§ Exercise description: All of the material below is to be repeated exactly.

(Records from a data source)
- - -

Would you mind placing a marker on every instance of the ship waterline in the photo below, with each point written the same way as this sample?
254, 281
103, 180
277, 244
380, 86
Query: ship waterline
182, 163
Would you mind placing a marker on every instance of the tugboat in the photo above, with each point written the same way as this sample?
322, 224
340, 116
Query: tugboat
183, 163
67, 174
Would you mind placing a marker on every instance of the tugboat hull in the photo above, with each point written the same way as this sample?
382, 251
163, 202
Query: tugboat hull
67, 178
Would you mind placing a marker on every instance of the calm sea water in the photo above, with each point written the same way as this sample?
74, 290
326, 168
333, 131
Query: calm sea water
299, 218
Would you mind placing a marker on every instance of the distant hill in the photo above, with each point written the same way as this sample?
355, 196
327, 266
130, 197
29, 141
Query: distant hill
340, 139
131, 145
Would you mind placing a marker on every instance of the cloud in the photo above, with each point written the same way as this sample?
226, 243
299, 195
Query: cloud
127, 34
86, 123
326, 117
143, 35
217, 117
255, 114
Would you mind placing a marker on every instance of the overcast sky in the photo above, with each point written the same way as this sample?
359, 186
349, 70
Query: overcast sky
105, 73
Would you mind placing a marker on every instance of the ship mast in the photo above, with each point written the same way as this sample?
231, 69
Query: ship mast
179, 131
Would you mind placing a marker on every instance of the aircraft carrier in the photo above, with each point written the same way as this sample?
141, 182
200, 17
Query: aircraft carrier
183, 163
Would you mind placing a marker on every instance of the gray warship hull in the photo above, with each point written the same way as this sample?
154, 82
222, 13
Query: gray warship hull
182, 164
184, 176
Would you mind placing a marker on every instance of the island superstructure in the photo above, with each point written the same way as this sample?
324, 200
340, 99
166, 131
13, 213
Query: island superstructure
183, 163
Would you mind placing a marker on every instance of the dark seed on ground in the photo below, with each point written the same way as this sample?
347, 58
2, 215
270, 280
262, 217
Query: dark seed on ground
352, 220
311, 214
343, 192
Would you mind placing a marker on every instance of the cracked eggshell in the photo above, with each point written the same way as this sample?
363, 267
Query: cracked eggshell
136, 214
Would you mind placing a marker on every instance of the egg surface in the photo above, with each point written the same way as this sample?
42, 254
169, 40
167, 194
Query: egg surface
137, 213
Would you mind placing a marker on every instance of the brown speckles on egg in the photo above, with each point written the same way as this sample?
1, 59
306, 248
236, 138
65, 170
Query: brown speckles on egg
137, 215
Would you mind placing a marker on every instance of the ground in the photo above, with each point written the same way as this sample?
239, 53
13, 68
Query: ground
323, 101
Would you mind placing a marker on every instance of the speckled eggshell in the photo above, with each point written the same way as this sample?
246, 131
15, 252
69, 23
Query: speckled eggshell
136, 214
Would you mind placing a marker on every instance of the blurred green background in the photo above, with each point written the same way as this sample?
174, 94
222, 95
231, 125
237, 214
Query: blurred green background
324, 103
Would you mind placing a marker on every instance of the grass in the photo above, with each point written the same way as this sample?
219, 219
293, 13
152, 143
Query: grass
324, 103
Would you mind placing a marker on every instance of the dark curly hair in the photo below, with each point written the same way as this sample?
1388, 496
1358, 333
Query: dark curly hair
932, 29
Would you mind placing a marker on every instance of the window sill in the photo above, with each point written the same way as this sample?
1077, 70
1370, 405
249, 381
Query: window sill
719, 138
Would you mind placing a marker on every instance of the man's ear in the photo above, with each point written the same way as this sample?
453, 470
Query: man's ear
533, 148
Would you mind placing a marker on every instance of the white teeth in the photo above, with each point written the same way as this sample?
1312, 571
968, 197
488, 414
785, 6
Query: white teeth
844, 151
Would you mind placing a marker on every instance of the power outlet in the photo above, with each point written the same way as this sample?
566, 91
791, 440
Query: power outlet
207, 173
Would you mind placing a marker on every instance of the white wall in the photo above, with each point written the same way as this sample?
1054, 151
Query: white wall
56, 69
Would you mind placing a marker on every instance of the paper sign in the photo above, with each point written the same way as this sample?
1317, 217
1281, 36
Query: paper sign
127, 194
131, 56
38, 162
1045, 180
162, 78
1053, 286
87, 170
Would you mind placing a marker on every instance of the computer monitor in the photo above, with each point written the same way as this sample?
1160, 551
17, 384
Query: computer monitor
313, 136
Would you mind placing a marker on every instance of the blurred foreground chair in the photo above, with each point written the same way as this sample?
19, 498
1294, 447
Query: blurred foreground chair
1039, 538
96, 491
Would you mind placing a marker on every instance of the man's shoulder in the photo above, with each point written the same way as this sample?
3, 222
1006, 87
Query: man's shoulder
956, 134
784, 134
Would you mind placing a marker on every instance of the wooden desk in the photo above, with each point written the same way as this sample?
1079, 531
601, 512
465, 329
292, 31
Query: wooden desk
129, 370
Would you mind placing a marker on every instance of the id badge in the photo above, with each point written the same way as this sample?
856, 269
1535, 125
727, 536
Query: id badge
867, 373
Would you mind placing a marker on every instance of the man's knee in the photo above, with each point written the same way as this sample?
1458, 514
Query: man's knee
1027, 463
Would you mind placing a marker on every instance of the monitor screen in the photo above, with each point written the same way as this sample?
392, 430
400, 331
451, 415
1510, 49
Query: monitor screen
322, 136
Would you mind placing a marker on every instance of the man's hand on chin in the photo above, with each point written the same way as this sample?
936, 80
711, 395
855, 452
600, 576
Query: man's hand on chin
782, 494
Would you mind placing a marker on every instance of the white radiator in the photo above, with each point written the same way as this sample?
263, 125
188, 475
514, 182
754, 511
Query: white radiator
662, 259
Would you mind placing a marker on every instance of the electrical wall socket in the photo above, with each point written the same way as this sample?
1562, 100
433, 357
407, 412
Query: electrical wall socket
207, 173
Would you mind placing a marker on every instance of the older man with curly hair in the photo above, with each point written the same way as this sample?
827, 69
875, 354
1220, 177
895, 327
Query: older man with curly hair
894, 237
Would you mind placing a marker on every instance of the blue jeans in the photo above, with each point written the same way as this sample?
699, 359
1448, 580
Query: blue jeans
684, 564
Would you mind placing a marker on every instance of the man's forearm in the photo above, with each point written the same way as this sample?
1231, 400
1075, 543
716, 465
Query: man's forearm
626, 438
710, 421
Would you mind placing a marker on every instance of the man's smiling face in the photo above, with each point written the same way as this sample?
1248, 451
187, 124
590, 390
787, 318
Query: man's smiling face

- - -

§ The solution:
Would you mind placing a marker on every instance of the ship waterline in the photo below, with each point written the same way as this sample?
254, 281
103, 180
277, 244
380, 86
Query: ship waterline
182, 163
Would you mind placing a marker on every instance of the tugboat in the photo above, with each point written the same way as this sample?
322, 224
340, 116
Query: tugboat
183, 163
67, 174
Would you mind placing a marker on every instance of the tugboat hull in the photo above, with each point written the same way as this sample?
382, 251
163, 202
Query: tugboat hull
67, 178
Would you mind placing a marker on every instance of the calm sea water in the photo above, with each point written the same way as this sample?
74, 290
326, 168
333, 131
Query: calm sea water
299, 218
Would you mind placing a marker on every instance of the distant hill in the photo above, with each point written the same way as this sample?
355, 196
327, 266
130, 197
29, 141
Query: distant hill
340, 139
131, 145
Would you mind placing a marker on every instance of the cloud in the photo above, with each point written the same way as this sample?
226, 243
299, 195
Query: cloud
127, 34
86, 123
326, 117
143, 35
217, 117
255, 114
Would you mind placing a marker on every instance of the overcast sky in the photo above, with each point written the same way as this sample?
359, 186
349, 70
Query: overcast sky
105, 73
Would you mind placing a marker on every instance of the ship mast in the photo above, with each point written the same way as this sample?
231, 69
Query: ship mast
179, 131
Would you mind placing a marker on every instance of the aircraft carrier in the photo above, with each point written the same way as this sample?
141, 182
200, 17
Query: aircraft carrier
183, 163
Would you mind placing a marker on every instance of the gray warship hull in the photo above, with each point written the same way as this sample?
154, 82
222, 13
Query: gray warship hull
182, 164
184, 176
Would you mind placing a marker on every instance of the island superstructure in the photo above, with each point written the same way as this sample?
324, 200
340, 99
166, 131
13, 213
Query: island superstructure
183, 163
Would you mind placing a marker on every instance of the dark seed on ground in the photo below, with each point written the same way as this sample?
347, 58
2, 215
270, 280
262, 217
Query: dark seed on ground
352, 220
311, 214
343, 192
Would you mind placing a marker on every instance of the cracked eggshell in the photo above, with each point written the same way as this sample?
363, 267
Query: cracked eggshell
136, 214
Would you mind placing a marker on every instance of the egg surface in the photo above, with each point written the same way as this sample?
42, 254
169, 40
167, 194
Query: egg surface
137, 213
Would you mind placing a marker on every instance of the brown speckles on egg in the photo above, with each point written the same way as this sample?
1, 59
306, 248
236, 138
65, 170
Query: brown speckles on egg
137, 215
Would you mind placing a marker on every instance of the ground in the photo above, with each point written the same way as this sample?
239, 53
13, 68
Query: ground
323, 101
Would you mind placing a marker on every instance of the speckled eggshell in the photo above, with each point written the same way as this sample?
246, 131
15, 252
69, 23
Query: speckled eggshell
136, 214
Would you mind placing a marker on every instance of the blurred green background in the photo above, with each point written the same way as this sample?
174, 94
222, 95
231, 125
237, 214
Query: blurred green background
324, 103
Would you mind placing a marker on every instance of the grass in the photo above, with each point written the same way as this sample?
219, 219
293, 13
152, 143
Query: grass
324, 103
Would you mind placing a marker on every instance of the dark curly hair in the photo below, with each point written the same way as this sample?
1388, 496
1358, 333
Query: dark curly hair
932, 29
Would you mind placing a marker on every instance of the window sill in the photo above, with each point written the same way as this sample?
1077, 70
1370, 405
249, 381
Query: window sill
719, 138
Would you mind placing a marker on every instance of the man's ear in the photo above, with each point written the same way as this sample?
453, 470
Query: man's ear
533, 148
Would you mind placing a marker on every instance of the white teeth in the photo above, with each point written the same way as this sample?
1312, 571
968, 197
488, 414
785, 6
Query: white teeth
844, 151
Would you mind placing a marker on every instance of the power outlet in the photo above, with each point written the same way as this sample?
566, 91
791, 440
Query: power outlet
207, 173
Would you mind placing a marker on every instance of the white wall in the photo above, with each point written the same way as this sample?
1054, 151
Query: white wall
56, 69
Would you mind placing a marker on every instance of the paper sign in the photo above, with each point written the same way as this sample?
1317, 217
1281, 36
Query: paper sign
127, 194
131, 56
38, 162
1045, 180
162, 78
1053, 286
87, 170
Would you mind placing a marker on every instance of the computer monitor in the photo above, with each point written the same way as this sample?
1160, 551
17, 384
Query: computer monitor
313, 136
Would you mind placing a marker on every instance of the blurred foreground chair in the photo above, with each point written the same way as this sample?
19, 498
1294, 447
Query: blurred foreground chair
1039, 538
96, 491
Would you mind placing a marker on every instance of the man's shoulder in the photo above, with each point written the same way as this sample?
3, 222
1006, 87
Query: man's shoulder
956, 134
784, 134
Would you mind placing a marker on every instance of the wooden desk in the photo above, with each point written the same way as this sample?
1079, 531
601, 512
465, 329
292, 31
Query: wooden desk
129, 370
Would you mind placing a marker on every instance of the id badge in the photo above, with each point written the same way as this sample?
856, 269
1535, 125
727, 536
Query: id badge
867, 373
Would you mind placing a marker on every instance of the man's knee in the photo above, with each point written the same way as this sample?
1458, 514
Query: man's knee
1027, 463
Would you mind placing a marker on every instance of the monitor screen in the photo above, with each point written the same way as this sample?
392, 430
400, 331
451, 415
1510, 49
Query: monitor screen
322, 136
Would you mind placing a marker on every instance of the man's hand on chin in the photo above, with each point written the same way as this sample?
936, 80
711, 395
855, 452
600, 576
Query: man's hand on chin
782, 494
Would you mind placing a marker on every instance of the white radiator in the photo above, with each point written the same way as this sample?
263, 125
188, 475
514, 182
754, 511
Query: white radiator
662, 259
Would you mind placing a marker on every instance of the electrical wall socket in the photo above, with each point written the same way as this sample?
1562, 100
433, 357
407, 412
Query: electrical wall socket
207, 173
Would you mind placing a marker on every instance of the older man with curly hair in the photo above, with each point written the same way as this sample?
827, 69
875, 354
1220, 177
895, 327
Query: older man with curly hair
894, 237
Would you mind placing a marker on every instance of the blue jeans in the photo above, with each point written the same way as this sample?
699, 359
1448, 580
Query: blue jeans
684, 564
Would you mind placing a marker on every instance of the man's forearm in the photo above, with each point written the same way as this sample?
1231, 400
1075, 543
716, 465
Query: man's forearm
626, 438
710, 421
Would you mind placing a marker on every instance of the man's smiling face in the photo above, with each point written the same way as this sample?
1248, 451
187, 124
590, 390
787, 318
Query: man's smiling face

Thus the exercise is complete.